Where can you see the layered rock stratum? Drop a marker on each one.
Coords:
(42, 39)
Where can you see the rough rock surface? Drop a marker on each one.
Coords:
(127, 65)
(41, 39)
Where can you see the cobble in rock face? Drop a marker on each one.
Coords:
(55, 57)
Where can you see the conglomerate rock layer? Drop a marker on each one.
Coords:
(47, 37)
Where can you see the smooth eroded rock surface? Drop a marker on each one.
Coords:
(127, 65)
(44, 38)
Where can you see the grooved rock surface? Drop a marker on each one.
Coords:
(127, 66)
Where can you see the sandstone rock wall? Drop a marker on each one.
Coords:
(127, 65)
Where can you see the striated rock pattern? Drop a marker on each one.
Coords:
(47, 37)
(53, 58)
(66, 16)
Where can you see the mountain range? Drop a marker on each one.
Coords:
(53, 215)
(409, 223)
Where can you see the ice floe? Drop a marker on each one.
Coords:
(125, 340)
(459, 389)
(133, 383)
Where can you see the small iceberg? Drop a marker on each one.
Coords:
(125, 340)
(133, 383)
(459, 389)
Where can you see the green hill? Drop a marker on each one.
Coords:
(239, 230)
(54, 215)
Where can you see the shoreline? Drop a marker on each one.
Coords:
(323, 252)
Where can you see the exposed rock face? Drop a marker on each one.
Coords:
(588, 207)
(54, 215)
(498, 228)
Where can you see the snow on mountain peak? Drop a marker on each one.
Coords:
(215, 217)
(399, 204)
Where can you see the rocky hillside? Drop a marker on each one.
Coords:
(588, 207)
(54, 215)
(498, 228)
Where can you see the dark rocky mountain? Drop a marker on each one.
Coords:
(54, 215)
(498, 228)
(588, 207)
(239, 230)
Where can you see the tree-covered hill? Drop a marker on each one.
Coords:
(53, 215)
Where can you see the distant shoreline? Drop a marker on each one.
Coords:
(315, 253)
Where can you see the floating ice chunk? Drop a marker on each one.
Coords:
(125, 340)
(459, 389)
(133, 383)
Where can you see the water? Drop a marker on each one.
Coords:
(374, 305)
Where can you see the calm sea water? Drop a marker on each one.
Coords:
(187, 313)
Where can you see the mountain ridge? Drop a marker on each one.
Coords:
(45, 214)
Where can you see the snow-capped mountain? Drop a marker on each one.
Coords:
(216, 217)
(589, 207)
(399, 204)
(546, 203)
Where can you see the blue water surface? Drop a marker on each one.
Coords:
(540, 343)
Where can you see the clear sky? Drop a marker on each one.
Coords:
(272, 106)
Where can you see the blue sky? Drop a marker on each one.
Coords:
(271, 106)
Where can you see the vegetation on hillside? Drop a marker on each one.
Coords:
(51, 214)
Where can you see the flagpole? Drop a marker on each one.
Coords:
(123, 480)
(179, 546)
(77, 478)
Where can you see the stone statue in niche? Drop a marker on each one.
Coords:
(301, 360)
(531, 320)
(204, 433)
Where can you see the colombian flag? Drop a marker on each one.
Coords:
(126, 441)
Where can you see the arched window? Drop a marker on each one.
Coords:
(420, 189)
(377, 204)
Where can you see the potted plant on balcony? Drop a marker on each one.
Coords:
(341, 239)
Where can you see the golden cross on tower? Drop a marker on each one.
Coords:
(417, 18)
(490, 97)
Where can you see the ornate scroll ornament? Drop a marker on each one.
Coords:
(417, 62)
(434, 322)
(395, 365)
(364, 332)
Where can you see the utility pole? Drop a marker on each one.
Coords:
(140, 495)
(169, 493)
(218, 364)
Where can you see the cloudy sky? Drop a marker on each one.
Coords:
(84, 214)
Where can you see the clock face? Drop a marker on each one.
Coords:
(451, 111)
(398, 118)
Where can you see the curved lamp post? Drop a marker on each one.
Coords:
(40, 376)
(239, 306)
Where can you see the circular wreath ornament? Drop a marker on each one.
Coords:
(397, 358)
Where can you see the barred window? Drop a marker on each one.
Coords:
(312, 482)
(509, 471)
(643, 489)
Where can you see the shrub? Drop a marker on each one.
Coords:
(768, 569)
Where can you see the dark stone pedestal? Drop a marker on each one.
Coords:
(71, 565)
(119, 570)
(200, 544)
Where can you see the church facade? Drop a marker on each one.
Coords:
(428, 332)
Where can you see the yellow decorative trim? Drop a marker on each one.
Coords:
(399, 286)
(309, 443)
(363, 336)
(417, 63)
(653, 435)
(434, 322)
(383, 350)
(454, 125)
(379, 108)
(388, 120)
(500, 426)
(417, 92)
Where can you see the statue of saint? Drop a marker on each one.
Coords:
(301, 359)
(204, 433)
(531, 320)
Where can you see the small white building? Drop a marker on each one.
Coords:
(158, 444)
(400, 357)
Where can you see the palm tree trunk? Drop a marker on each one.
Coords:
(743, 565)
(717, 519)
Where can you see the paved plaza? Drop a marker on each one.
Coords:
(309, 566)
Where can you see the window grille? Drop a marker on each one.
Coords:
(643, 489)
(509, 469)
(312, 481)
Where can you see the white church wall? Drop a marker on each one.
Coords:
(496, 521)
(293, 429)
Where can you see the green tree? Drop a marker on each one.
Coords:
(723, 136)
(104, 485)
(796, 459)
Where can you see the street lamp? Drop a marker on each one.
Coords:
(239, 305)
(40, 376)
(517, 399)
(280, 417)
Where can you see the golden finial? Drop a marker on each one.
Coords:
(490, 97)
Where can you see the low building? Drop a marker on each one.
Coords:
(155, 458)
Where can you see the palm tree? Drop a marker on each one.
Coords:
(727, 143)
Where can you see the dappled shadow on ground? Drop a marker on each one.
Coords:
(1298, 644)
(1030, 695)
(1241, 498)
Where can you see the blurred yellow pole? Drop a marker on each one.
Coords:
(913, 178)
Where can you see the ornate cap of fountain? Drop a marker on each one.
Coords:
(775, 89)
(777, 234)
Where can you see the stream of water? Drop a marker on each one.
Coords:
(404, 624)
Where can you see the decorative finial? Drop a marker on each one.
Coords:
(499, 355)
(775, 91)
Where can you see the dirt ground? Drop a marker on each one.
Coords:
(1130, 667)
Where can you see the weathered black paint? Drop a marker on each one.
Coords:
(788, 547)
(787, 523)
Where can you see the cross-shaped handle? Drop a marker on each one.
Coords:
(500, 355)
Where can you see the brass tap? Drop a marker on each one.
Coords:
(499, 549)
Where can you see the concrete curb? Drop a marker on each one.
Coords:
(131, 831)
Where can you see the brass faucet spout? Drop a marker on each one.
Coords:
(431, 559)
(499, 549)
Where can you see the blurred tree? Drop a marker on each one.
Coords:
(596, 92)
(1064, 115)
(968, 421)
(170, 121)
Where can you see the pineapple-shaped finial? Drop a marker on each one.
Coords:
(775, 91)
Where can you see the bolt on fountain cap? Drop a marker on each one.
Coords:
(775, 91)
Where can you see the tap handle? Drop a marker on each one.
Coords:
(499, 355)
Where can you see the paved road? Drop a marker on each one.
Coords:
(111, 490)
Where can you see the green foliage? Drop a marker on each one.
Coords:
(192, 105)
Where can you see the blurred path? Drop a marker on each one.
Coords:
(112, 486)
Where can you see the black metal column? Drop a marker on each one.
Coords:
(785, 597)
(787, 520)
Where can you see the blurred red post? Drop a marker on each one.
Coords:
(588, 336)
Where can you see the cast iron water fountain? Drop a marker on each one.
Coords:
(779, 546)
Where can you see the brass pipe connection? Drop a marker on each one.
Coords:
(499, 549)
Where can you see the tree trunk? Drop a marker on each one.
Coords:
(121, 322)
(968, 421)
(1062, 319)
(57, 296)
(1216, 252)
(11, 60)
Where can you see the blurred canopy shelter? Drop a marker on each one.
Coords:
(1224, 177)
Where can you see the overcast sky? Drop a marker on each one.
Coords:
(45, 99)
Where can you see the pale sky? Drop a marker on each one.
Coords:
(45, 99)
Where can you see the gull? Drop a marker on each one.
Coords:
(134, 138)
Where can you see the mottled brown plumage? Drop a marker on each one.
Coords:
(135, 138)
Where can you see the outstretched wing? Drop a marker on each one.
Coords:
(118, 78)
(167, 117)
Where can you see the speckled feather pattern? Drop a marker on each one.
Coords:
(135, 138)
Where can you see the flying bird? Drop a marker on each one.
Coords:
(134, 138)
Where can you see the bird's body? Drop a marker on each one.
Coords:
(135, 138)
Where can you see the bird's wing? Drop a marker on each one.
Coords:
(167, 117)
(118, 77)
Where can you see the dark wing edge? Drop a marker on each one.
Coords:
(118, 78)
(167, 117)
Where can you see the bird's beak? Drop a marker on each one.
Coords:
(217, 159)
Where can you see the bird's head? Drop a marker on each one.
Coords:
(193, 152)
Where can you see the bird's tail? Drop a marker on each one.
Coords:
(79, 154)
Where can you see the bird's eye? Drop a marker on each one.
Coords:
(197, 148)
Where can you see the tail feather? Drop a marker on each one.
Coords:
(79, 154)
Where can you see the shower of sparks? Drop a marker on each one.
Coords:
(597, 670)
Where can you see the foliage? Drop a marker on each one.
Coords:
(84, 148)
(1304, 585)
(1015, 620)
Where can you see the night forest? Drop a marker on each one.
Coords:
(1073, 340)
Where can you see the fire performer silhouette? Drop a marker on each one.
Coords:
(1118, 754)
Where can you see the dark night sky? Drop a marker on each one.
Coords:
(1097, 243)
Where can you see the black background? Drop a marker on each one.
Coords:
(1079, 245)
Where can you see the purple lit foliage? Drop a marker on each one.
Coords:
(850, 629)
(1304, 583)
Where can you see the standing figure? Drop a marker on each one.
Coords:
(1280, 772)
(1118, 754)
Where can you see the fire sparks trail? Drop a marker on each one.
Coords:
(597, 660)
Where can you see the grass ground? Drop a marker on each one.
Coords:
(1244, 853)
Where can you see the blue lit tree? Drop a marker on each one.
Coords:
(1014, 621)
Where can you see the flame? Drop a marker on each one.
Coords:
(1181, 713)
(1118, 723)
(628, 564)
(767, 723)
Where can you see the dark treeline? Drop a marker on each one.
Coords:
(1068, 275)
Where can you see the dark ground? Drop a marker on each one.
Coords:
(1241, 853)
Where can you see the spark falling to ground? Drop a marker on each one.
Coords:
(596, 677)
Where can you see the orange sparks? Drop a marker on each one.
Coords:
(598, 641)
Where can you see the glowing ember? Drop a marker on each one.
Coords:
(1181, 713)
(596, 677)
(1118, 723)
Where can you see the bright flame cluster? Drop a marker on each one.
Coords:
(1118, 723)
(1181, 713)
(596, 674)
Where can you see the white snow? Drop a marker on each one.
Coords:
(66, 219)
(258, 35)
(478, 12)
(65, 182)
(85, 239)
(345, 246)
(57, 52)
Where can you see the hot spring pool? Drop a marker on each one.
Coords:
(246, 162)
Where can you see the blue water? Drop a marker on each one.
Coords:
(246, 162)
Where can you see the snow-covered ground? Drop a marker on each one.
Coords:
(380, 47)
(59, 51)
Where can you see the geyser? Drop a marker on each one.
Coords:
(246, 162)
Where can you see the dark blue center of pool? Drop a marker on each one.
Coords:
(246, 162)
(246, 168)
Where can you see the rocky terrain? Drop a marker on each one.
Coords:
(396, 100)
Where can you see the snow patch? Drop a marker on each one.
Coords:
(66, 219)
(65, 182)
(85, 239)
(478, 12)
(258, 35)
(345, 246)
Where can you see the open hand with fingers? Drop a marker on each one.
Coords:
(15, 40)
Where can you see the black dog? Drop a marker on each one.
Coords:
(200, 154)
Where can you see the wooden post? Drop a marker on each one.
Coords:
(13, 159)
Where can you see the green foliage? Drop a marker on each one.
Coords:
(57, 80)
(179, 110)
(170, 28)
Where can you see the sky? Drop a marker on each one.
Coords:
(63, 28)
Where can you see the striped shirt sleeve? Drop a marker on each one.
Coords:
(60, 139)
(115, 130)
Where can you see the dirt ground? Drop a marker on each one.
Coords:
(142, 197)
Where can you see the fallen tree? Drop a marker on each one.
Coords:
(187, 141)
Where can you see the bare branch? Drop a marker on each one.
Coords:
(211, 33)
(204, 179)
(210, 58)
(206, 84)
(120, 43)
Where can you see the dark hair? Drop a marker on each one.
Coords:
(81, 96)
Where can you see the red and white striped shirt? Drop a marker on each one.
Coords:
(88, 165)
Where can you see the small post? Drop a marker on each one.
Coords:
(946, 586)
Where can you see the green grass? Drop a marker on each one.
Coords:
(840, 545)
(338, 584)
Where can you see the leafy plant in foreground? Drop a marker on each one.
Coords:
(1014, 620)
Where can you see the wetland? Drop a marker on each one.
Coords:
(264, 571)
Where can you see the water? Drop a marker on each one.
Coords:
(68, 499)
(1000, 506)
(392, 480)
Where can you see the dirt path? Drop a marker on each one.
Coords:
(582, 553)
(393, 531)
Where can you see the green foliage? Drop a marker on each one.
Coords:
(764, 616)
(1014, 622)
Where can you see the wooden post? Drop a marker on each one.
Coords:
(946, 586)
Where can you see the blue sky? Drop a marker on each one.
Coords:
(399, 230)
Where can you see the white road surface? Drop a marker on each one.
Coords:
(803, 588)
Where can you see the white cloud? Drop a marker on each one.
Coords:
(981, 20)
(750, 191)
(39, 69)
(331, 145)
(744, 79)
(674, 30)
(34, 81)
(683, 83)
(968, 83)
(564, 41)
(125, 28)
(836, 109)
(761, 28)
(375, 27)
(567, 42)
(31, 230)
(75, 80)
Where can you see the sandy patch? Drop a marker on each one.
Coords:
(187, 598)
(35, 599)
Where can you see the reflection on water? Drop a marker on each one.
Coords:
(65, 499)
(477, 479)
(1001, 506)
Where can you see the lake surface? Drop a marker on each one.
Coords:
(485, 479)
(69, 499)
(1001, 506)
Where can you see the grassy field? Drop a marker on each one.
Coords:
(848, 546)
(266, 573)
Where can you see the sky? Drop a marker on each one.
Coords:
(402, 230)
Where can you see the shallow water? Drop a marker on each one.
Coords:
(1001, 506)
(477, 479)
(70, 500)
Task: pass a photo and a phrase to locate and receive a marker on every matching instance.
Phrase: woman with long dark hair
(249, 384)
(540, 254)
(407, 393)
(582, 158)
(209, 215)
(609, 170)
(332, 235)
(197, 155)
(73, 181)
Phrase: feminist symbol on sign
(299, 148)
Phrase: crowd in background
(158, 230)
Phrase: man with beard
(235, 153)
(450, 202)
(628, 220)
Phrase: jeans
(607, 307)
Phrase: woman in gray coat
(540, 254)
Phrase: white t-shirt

_AIM:_ Copy the lines verbatim, the stretch from the line that contains "Where can you see the yellow" through the line that contains "(1241, 498)", both ends included.

_RESULT BELOW:_
Where can you see the yellow decorative trim? Drop a marker on each one.
Coords:
(399, 286)
(309, 443)
(363, 336)
(417, 63)
(653, 435)
(434, 322)
(383, 350)
(454, 125)
(379, 108)
(388, 120)
(500, 426)
(417, 92)
Where can you see the statue of saint? Drop a marker on each one.
Coords:
(301, 359)
(204, 433)
(531, 320)
Where can you see the small white building? Drop a marker on each one.
Coords:
(158, 444)
(400, 357)
Where can you see the palm tree trunk? Drop a marker on each one.
Coords:
(743, 565)
(717, 519)
Where can you see the paved plaza? Drop a marker on each one.
Coords:
(309, 566)
Where can you see the window grille? Drop a marker on each one.
Coords:
(643, 489)
(509, 469)
(312, 481)
Where can you see the white church wall? Drop a marker on each one.
Coords:
(496, 521)
(293, 429)
Where can you see the green tree? Drop a marker on each one.
Coords:
(723, 136)
(104, 485)
(796, 459)
Where can you see the street lamp? Drop a marker on each one.
Coords:
(239, 305)
(40, 376)
(517, 399)
(280, 417)
Where can you see the golden finial? Drop a marker on each one.
Coords:
(490, 97)
Where can you see the low building? Drop a marker on each one.
Coords:
(155, 458)
Where can you see the palm tree? Drop a marker on each one.
Coords:
(727, 143)
Where can you see the dappled shadow on ground? Drop a marker on each one.
Coords:
(1298, 644)
(1030, 695)
(1241, 498)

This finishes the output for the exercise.